#### Information provided

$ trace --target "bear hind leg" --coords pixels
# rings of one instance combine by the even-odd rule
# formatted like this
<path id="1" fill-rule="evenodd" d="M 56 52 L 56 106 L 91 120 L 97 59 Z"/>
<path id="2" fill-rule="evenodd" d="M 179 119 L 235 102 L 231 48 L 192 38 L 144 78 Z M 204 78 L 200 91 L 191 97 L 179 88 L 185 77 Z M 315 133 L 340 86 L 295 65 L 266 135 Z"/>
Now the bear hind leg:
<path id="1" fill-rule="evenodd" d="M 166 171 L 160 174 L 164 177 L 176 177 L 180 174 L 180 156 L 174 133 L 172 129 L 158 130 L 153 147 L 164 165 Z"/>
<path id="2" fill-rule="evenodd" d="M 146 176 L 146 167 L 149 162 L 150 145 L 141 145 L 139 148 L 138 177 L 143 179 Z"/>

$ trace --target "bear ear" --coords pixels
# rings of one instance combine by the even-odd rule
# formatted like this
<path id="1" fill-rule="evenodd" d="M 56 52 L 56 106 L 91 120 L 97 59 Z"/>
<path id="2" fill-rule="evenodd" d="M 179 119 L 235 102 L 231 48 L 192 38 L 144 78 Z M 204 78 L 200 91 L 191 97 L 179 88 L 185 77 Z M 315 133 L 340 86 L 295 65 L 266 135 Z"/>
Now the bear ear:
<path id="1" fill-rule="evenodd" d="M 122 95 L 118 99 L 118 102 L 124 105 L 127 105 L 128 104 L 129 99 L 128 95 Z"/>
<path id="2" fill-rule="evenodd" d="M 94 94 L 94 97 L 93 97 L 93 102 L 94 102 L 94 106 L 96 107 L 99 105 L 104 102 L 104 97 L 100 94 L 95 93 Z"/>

########

=== Exercise objective ===
Can you rewrite all of the data above as a Markdown table with the columns "Row" and "Line", giving each non-blank line its own numbered row?

=== Output below ===
| Row | Line |
|---|---|
| 1 | $ trace --target "bear hind leg" --coords pixels |
| 2 | # rings of one instance combine by the even-odd rule |
| 3 | # formatted like this |
| 4 | <path id="1" fill-rule="evenodd" d="M 56 52 L 56 106 L 91 120 L 97 59 Z"/> |
| 5 | <path id="2" fill-rule="evenodd" d="M 179 119 L 235 102 L 231 48 L 192 38 L 144 78 Z M 204 78 L 200 91 L 191 97 L 179 88 L 185 77 Z M 315 133 L 340 86 L 295 65 L 266 135 Z"/> |
| 6 | Now the bear hind leg: |
| 7 | <path id="1" fill-rule="evenodd" d="M 166 171 L 160 174 L 164 177 L 176 177 L 180 174 L 180 156 L 174 133 L 172 129 L 158 130 L 153 147 L 164 165 Z"/> |
| 8 | <path id="2" fill-rule="evenodd" d="M 146 176 L 146 167 L 149 162 L 150 145 L 141 145 L 139 148 L 138 177 L 143 179 Z"/> |
| 9 | $ trace --target "bear ear" --coords pixels |
| 10 | # rings of one instance combine by the even-odd rule |
| 11 | # formatted like this |
| 12 | <path id="1" fill-rule="evenodd" d="M 56 52 L 56 106 L 91 120 L 97 59 Z"/> |
| 13 | <path id="2" fill-rule="evenodd" d="M 179 119 L 235 102 L 231 48 L 192 38 L 144 78 Z M 204 78 L 200 91 L 191 97 L 179 88 L 185 77 Z M 315 133 L 340 86 L 295 65 L 266 135 Z"/> |
| 14 | Now the bear ear: |
| 15 | <path id="1" fill-rule="evenodd" d="M 122 95 L 118 99 L 118 102 L 124 105 L 127 105 L 128 104 L 129 99 L 128 95 Z"/> |
| 16 | <path id="2" fill-rule="evenodd" d="M 94 94 L 94 97 L 93 97 L 93 102 L 94 102 L 94 106 L 96 107 L 99 105 L 104 102 L 104 97 L 100 94 L 95 93 Z"/> |